• [Passage to read]
Emotet: Dangerous Malware Keeps on Evolving

Research into the latest Emotet variant by Symantec’s Threat Engineering Team has revealed details about which compression algorithm the gang behind Emotet has customized and is using in its code.

Threat Intel
Mar 30, 2020 · 12 min read

Authors: Nguyen Hoang Giang, Mingwei Zhang

Emotet is one of the most dangerous malware threats active today. Emotet (Trojan.Emotet) began life as a banking Trojan but evolved several years ago to act as a malware loader for other threats — Emotet infects a machine and then downloads another threat e.g. the TrickBot information stealer, onto the infected system. Emotet is now one of the biggest threat distributors out there, renting its infrastructure out to all sorts of other threats, including ransomware, information stealers, and cryptocurrency miners.

We wrote a detailed blog about Emotet’s evolution in 2018, which gives you more background on the threat and its development.

Recently our threat engineering team noticed some updates to Emotet (Version 5, 20200201), and performed some analysis on the malware sample to see exactly what was going on.

What’s New?

The first thing we noticed is that Emotet has updated its techniques for obfuscating its flow of code. This anti-analysis technique makes it more difficult to analyze and track modifications between variant binaries. The second thing is a change in the communication protocol between the botnet and its command and control (C&C) servers. A detailed technical analysis of these changes follows.

Anti-Analysis

This Emotet binary (unpacked) is using an obfuscation technique called Control Flow Flattening, which works as follows:

  • Each basic block is assigned a number.
  • The obfuscator introduces a block number variable, indicating which block should execute.
  • Each block, instead of transferring control to a successor with a branch instruction, as usual, updates the block number variable to its chosen successor.
  • The ordinary control flow is replaced with a switch statement over the block number variable, wrapped inside of a loop.
Figure 1. Control flow graph of one of the functions is obfuscated by Control Flow Flattening technique

All strings and other resources (such as RSA public key) are encrypted and only decrypt at runtime. The decryption algorithm is described in Figure 2.

(Records from a data source)
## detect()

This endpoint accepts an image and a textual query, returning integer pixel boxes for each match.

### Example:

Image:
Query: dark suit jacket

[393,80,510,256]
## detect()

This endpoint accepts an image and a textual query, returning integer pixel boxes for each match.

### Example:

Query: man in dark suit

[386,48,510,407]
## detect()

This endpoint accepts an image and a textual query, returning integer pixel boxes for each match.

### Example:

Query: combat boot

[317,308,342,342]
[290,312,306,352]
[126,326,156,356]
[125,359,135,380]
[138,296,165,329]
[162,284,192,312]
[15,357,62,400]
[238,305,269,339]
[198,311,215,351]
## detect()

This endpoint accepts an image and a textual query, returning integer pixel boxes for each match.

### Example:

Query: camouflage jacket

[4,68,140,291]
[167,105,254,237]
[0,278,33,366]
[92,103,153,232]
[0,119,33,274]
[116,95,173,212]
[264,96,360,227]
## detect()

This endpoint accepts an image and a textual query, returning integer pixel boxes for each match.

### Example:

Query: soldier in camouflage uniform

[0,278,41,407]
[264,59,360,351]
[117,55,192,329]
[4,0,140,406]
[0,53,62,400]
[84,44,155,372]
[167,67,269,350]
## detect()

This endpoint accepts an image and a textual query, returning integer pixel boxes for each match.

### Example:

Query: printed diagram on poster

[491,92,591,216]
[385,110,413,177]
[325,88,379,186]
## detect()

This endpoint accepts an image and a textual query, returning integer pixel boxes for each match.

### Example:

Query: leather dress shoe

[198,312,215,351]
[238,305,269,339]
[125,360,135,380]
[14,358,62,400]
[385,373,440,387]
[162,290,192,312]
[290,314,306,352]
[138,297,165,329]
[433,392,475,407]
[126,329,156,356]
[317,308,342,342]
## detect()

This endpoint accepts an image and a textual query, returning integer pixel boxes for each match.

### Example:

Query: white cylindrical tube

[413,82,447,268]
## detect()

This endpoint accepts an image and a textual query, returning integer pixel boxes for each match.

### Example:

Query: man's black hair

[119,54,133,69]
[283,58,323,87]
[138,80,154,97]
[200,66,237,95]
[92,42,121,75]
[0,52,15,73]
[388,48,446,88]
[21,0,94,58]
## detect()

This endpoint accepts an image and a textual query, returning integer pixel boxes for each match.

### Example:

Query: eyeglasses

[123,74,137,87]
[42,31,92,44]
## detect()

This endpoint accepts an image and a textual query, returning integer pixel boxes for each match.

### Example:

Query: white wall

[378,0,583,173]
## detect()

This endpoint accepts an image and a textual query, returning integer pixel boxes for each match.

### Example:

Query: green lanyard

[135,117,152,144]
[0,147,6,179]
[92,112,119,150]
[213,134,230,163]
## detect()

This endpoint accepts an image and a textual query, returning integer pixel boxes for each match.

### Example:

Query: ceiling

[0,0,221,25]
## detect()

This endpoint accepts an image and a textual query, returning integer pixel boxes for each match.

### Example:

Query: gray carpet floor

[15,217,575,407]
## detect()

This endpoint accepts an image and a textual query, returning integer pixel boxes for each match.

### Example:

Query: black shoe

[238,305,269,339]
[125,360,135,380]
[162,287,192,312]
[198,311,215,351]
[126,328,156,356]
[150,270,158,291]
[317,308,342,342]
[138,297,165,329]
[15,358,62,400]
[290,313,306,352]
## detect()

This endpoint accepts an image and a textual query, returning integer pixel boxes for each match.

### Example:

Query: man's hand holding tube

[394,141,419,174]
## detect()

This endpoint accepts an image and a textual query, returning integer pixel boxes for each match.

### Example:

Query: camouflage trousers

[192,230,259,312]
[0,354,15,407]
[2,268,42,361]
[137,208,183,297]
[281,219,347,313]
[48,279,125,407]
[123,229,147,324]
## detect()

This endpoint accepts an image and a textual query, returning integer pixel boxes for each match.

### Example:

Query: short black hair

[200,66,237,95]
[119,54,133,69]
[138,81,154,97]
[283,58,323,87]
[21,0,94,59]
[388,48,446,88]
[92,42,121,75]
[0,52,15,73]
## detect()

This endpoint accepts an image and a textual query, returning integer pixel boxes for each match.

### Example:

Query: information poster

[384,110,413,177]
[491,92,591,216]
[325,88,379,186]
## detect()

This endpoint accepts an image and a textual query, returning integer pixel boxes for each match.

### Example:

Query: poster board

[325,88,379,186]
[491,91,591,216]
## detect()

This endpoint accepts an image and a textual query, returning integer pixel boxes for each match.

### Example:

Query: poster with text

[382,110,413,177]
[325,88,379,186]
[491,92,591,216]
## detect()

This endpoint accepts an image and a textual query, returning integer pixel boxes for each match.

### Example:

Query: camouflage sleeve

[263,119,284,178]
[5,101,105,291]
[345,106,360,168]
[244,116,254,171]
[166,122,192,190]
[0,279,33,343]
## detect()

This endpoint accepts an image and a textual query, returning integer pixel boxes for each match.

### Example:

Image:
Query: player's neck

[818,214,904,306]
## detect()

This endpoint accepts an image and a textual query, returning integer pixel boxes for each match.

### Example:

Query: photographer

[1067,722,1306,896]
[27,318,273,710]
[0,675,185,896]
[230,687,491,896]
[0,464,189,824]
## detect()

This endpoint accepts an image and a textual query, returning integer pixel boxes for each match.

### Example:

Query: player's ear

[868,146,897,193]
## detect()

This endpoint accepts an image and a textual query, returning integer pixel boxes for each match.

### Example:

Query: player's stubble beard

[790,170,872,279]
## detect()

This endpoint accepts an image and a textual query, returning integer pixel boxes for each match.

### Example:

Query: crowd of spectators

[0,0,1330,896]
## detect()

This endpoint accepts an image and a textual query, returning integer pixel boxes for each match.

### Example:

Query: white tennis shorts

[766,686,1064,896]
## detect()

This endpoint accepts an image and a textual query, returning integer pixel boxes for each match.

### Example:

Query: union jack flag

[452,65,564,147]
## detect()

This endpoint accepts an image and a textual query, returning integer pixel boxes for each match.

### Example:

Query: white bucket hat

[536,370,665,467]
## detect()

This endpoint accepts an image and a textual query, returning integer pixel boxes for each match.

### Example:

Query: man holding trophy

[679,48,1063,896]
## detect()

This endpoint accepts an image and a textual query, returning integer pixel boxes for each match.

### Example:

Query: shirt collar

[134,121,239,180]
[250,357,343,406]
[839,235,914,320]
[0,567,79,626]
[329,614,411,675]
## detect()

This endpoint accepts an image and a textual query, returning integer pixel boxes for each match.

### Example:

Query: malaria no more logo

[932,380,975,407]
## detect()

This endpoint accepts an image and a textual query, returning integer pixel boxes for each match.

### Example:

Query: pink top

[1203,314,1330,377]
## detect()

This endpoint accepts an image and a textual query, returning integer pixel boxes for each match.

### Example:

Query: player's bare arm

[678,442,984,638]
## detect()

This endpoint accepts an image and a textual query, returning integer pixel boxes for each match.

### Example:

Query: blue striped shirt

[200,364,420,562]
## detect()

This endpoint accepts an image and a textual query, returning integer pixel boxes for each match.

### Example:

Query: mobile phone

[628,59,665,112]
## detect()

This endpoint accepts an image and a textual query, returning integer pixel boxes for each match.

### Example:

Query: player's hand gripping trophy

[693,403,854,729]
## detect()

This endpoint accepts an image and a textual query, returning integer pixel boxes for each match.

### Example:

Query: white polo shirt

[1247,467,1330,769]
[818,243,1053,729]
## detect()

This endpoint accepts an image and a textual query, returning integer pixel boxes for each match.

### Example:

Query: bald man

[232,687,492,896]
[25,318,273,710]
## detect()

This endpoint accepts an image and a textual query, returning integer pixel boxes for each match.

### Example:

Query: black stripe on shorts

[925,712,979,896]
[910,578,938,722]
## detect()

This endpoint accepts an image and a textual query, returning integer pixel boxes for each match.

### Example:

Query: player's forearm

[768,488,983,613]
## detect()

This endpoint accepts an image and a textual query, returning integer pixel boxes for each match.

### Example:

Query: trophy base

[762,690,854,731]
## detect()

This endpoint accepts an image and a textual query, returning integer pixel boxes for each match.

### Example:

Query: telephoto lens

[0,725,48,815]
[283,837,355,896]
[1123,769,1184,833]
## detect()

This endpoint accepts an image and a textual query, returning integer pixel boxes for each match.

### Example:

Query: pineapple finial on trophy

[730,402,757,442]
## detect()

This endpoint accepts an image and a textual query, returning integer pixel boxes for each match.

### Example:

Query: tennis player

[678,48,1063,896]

• [About this task]
Go on with the Emotet analysis from the point where it stops, picking up after the sentence about the decryption algorithm described in Figure 2.

• [Expected answer]
Figure 2. How Emotet decrypts strings and resources

We can use IDAPython to create a script to decrypt the data:

In this version, Emotet resolves API(s) by looking up the hashes of the API name and DLL name once it needs-to-use instead of loading them all at one time as previous versions. We observed that this behavior is similar to the code of Dridex or the Bitpaymer/ DopplePaymer ransomware:

Figure 3. How Emotet loads and calls API ExitProcess by looking up hash values of kernel32 and ExitProcess

The customized hash function is calculated as follows:

Main Work

Upon first infection, the Emotet sample runs through two stages. During the first stage, the sample runs as a first instance, does some setup and checks the victim system, it then executes the second instance. The second instance will run in the second stage, where it communicates with embedded C&C server addresses in its binary.

First Stage — Dropper Instance

When it first runs, Emotet tries to decrypt information from additional DLLs that it requires to load. Among the DLLs it uses are:

  • urlmon.dll
  • userenv.dll
  • wininet.dll
  • shell32.dll
  • crypt32.dll
  • advapi32.dll
  • wtsapi32.dll

Then, Emotet gets the volume serial number of the Windows partition. This volume serial number is used to create a series of mutex and event handles, with object names as follows (%X is the format of the volume serial number):

  • Global\\I%X — MutexI
  • Global\\M%X — MutexM
  • Global\\E%X — EventE

A pair, EventE and MutexM, is created for synchronization between the first instance and second instance (by using API SignalObjectAndWait), to ensure that the second instance is only able to connect to the C&C servers once the first instance is exited.

Emotet checks its running privilege by calling API OpenSCManagerW with parameter SC_MANAGER_ALL_ACCESS, if this API call is successful, then the sample is considered to be running with high privilege.

Then the sample decrypts a list of words as below and uses the volume serial number to calculate and select two words from that list. It then combines them to get the filenames of old Emotet binaries that were dropped by Emotet’s previous version. Depending on whether it is running with high privilege or not, the old binary with that filename will be deleted from CISIDL_SYSTEMX86 or CSIDL_LOCAL_APPDATA.

If the sample is running with high privilege, it checks if its running filename contains a number, if so, it will try to delete any other files with the same filename. It looks like this latest sample of Emotet is trying to remove old traits of the previous version(s).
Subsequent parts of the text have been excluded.